• Items
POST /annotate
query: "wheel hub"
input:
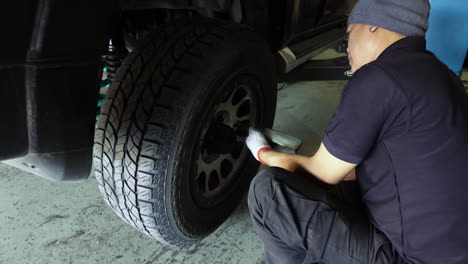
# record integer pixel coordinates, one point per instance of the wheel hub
(222, 151)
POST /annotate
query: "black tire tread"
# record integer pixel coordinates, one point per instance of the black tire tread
(134, 135)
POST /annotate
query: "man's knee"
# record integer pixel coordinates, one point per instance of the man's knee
(262, 187)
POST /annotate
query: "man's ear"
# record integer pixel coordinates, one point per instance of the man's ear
(373, 29)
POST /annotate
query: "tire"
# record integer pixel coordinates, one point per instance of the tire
(177, 110)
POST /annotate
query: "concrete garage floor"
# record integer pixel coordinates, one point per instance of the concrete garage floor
(50, 222)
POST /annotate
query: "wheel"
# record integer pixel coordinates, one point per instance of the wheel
(169, 148)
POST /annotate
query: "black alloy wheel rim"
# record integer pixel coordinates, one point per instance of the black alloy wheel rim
(222, 151)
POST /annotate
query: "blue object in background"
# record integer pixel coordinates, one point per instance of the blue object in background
(447, 35)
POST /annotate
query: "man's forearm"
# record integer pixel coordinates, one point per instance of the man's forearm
(330, 171)
(280, 159)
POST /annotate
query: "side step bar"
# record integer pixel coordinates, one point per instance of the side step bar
(320, 70)
(299, 53)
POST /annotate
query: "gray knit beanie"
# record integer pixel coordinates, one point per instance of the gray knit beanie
(407, 17)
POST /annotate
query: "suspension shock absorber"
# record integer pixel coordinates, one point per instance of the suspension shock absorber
(112, 60)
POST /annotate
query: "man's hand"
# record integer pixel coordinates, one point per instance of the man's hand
(257, 142)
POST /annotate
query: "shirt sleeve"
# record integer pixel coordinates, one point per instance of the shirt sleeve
(365, 106)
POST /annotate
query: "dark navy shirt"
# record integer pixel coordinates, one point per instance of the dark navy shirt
(404, 119)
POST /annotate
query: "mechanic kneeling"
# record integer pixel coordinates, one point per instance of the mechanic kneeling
(401, 130)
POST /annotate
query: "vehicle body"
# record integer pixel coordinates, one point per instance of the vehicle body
(51, 65)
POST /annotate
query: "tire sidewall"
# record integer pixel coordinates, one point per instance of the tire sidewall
(241, 54)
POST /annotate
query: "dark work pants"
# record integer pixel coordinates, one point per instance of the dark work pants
(301, 222)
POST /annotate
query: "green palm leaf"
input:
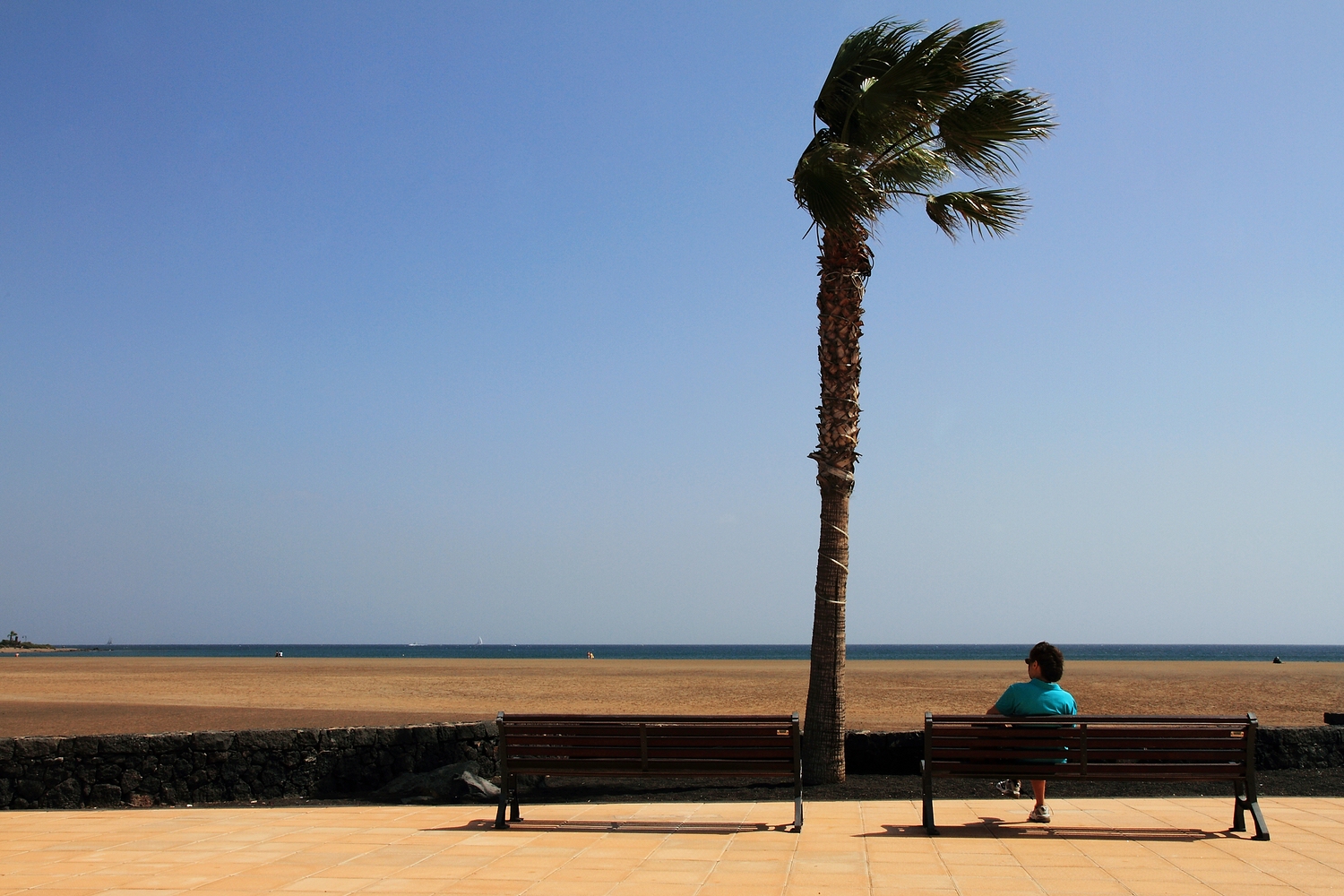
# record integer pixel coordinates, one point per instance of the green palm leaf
(908, 110)
(984, 212)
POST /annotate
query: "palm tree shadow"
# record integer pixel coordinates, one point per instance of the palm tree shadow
(621, 826)
(988, 826)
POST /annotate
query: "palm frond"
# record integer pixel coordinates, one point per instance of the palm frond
(917, 169)
(983, 212)
(862, 58)
(986, 134)
(909, 91)
(905, 110)
(835, 187)
(970, 59)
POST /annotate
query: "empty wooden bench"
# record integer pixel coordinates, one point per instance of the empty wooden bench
(648, 747)
(1096, 748)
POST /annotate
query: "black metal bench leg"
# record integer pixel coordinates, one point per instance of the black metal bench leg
(1261, 829)
(927, 815)
(499, 815)
(1238, 806)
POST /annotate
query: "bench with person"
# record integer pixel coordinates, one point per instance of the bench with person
(1075, 747)
(647, 747)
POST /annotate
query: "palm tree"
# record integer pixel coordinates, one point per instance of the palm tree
(903, 112)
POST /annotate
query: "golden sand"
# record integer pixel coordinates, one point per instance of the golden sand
(67, 694)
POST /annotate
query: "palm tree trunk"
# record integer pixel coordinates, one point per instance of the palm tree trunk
(846, 263)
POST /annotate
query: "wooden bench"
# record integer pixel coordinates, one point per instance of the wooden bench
(648, 747)
(1096, 748)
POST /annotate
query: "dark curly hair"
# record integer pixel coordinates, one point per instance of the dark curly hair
(1050, 659)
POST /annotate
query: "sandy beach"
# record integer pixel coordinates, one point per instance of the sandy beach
(69, 694)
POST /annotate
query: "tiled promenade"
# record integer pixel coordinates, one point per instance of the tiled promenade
(1102, 847)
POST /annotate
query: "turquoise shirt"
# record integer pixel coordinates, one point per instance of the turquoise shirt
(1037, 697)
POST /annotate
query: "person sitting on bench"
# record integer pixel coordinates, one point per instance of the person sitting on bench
(1039, 696)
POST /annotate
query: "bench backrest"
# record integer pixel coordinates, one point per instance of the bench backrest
(739, 745)
(1199, 747)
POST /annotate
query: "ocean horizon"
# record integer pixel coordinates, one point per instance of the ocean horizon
(1133, 651)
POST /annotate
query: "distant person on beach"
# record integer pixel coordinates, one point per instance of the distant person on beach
(1040, 694)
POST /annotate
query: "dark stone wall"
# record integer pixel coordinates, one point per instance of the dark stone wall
(883, 753)
(220, 766)
(1319, 747)
(215, 766)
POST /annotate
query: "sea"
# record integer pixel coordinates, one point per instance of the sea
(1133, 651)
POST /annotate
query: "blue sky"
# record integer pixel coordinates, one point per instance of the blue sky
(346, 323)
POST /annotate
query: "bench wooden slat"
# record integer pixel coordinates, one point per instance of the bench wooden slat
(652, 737)
(1096, 747)
(647, 747)
(599, 753)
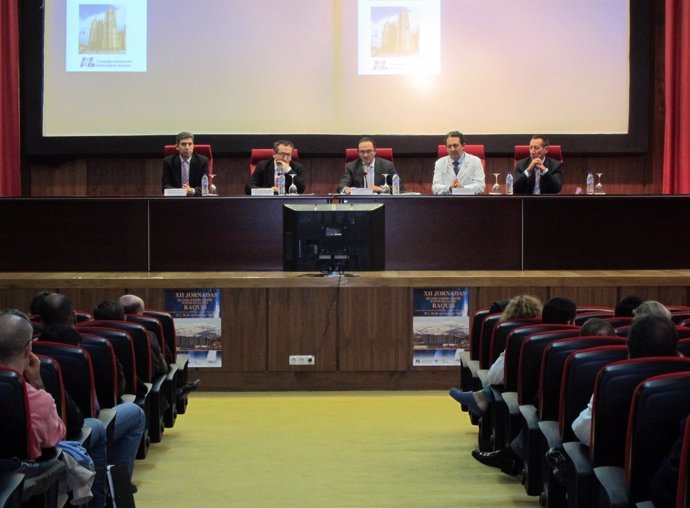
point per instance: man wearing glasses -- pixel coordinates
(267, 172)
(367, 171)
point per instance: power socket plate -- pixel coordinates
(302, 359)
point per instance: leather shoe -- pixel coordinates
(467, 400)
(504, 459)
(188, 387)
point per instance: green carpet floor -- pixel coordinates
(322, 449)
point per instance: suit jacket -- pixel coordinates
(354, 174)
(172, 172)
(264, 173)
(550, 183)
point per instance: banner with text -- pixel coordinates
(440, 326)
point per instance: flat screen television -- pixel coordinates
(334, 238)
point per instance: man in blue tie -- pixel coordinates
(184, 169)
(538, 174)
(458, 169)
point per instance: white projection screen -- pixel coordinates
(335, 67)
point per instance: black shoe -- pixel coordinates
(188, 387)
(504, 459)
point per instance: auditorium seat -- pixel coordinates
(522, 152)
(352, 154)
(476, 150)
(261, 154)
(659, 404)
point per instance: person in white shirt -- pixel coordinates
(458, 169)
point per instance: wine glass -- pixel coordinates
(496, 188)
(293, 188)
(386, 188)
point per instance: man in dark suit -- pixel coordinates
(368, 164)
(266, 172)
(538, 174)
(184, 169)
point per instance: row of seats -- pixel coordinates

• What is asked
Copy out all the records exactly, excluding pictures.

• Exercise result
POST /annotate
query: "wheel hub"
input:
# record integer pixel coordinates, one point per instance of the wheel hub
(222, 151)
POST /annotate
query: "black tire tread"
# record integer pixel coordinates, one point per instance of the black tire tread
(134, 135)
POST /annotate
query: "man's knee"
# record integer pixel coordinates, one point per instance of the man's knee
(262, 187)
POST /annotate
query: "man's ear"
# record integer pixel coordinates, one point per instance of the man's ear
(373, 29)
POST /annotate
query: "tire"
# record integer pixel coordinates, one point per instance of the tire
(177, 110)
POST /annotate
query: "concrete garage floor"
# record integer pixel coordinates, one point per instance of the concrete garage floor
(50, 222)
POST /annotate
query: "wheel"
# record integer pixel coordinates, one point per instance of the wheel
(169, 148)
POST /annotate
query: "black alloy wheel rim"
# record integer pixel coordinates, one point per instance of the black alloy wheel rim
(222, 151)
POST /annotate
query: "blue object in background"
# record integer pixel coordinates, one point per instance of the blue object in background
(447, 35)
POST /annotate
query: "man's forearm"
# record integer pixel coordinates, one point per instance of the man's forearm
(330, 171)
(280, 159)
POST /annotate
query: "side step bar"
# record integer pixel coordinates, one point per instance of the side step bar
(320, 70)
(299, 53)
POST /annotate
query: "gray knit beanie"
# record integer pixel coordinates, one point per instance of the gray knit beanie
(407, 17)
POST /annotate
query: "suspension shock absorber"
# record integer pixel coordinates, one point per instance of the suspension shock absorber
(112, 60)
POST /annotate
query: "man's hand"
# record integer pixel coordinates, one point per instance of the man's hand
(257, 142)
POST /annotate
query: "shirt sleeve"
# record integer pixel coordinates, one point per instance of the shirt sleeve
(365, 106)
POST /annotate
query: "dark navy shirt"
# record integer pixel coordinates, one point per instance of the dark navy shirt
(404, 119)
POST /annotate
query: "mechanic kneeling"
# record integer pixel coordinates, one point per instance of the mechanic kneeling
(401, 130)
POST /annotate
query: "vehicle body"
# record integer pixel coordinates, one point per instance of the vehicle body
(51, 65)
POST /annotate
query: "tire sidewall"
# record integer pixel coordinates, one point per instance of the tire sidewall
(241, 54)
POST /annotate
query: "dark work pants"
# record integer pixel coordinates, one point per instance of the dark work pants
(301, 222)
POST /annotate
query: "green palm leaf"
input:
# record integer pixel coordinates, one point per instance of the green palm leaf
(908, 110)
(984, 212)
POST /annotate
query: "palm tree shadow"
# record integer pixel coordinates, one point per instance of the palm tree shadow
(621, 826)
(988, 826)
POST /annotate
query: "palm frond"
# record integer pixel coordinates, one point per instance of the palm frond
(917, 169)
(983, 212)
(862, 58)
(986, 134)
(909, 91)
(905, 110)
(835, 187)
(970, 59)
POST /annotate
query: "empty wooden bench"
# record integer pixel coordinates, one point per instance of the empty wooden bench
(648, 747)
(1096, 748)
POST /annotate
query: "black metal bench leg"
# record integer pixel coordinates, one point per instance of the black metal bench leg
(1261, 829)
(927, 815)
(499, 815)
(1238, 806)
POST /annotate
query: "bench with person"
# record integer pixel coordinates, one point per instance of the bench with person
(1075, 747)
(647, 747)
POST /annotate
query: "palm tree"
# record integer pixel coordinates, one point per instance of the palm tree
(903, 112)
POST /annotate
query: "golden sand"
# record integer pixel coordinates, one point per instance of the golden sand
(67, 694)
POST /annotate
query: "palm tree trunk"
# record integer pixel coordinates, one point per instance of the palm tree trunk
(846, 263)
POST /annotate
query: "wooden bench"
# record integer pixel coordinates, one point per instance of the wooden bench
(648, 747)
(1096, 748)
POST /annotate
query: "dark curly hair"
# record integer pixel coordinates, one point per instance of the dark curly hair
(1050, 659)
POST /annotate
query: "sandy beach"
# record integer pixel coordinates, one point per instance of the sandy beach
(69, 694)
POST /annotate
query: "tiled promenade"
# record integer pixel coordinates, one point per instance of the tiled promenade
(1102, 847)
POST /annotate
query: "turquoise shirt"
# record integer pixel coordinates, one point per instance of the turquoise shirt
(1037, 697)
POST /annotate
query: "person sitting on bench"
# record integer pixel coordinates, one point per instance of the person sitting on bench
(1039, 696)
POST /annotate
query: "bench backrest"
# record integer pixel coordinates, one point per instance of the bench backrest
(739, 745)
(1199, 747)
POST /annotate
query: "ocean horizon"
# record integer pixel coordinates, one point per instance of the ocean horizon
(1133, 651)
POST /annotate
query: "distant person on beach"
# record integer pixel coordinates, one point per instance of the distant person on beach
(1040, 694)
POST /annotate
query: "dark stone wall"
# record integer pixel coordinates, one point per instance of the dark stone wall
(883, 753)
(220, 766)
(1319, 747)
(215, 766)
POST /annotate
query: "sea"
# record integer pixel coordinates, one point per instance of the sea
(1133, 651)
POST /annotate
query: "blue sky"
# record integer pixel coordinates, one point per instance of the blue sky
(346, 323)
POST /annotate
query: "bench wooden slat"
# record integer pixel coordinates, one point per instance of the bench wooden slat
(652, 737)
(1096, 747)
(647, 747)
(599, 753)
point per instance: man wearing glasses -- pixel coordinates
(267, 172)
(367, 171)
point per instance: power socket plate -- pixel coordinates
(302, 359)
point per instance: leather shoe -- pixel coordinates
(467, 400)
(504, 459)
(188, 387)
point per instance: green carpet floor -- pixel coordinates
(322, 449)
point per instance: suit jacket -- pixel coordinates
(354, 174)
(172, 172)
(264, 173)
(550, 183)
point per instance: banner with text -- pixel coordinates
(440, 326)
point per instance: flat screen television -- pixel coordinates
(334, 238)
point per instance: man in blue tie -- pixel coordinates
(184, 169)
(538, 174)
(458, 169)
point per instance: white projection screen -- pixel coordinates
(335, 67)
point per instance: black shoe -- pixel coordinates
(188, 387)
(504, 459)
point per instance: auditorium seat -- pixel coordinates
(522, 152)
(352, 154)
(476, 150)
(261, 154)
(659, 404)
point per instance: person in white shirt -- pixel coordinates
(458, 169)
point per instance: wine glass -- pixel coordinates
(496, 188)
(293, 188)
(386, 188)
point per instance: man in dark suit -- pixel coordinates
(368, 164)
(266, 172)
(538, 174)
(184, 169)
point per instance: row of seats -- pixel coordinates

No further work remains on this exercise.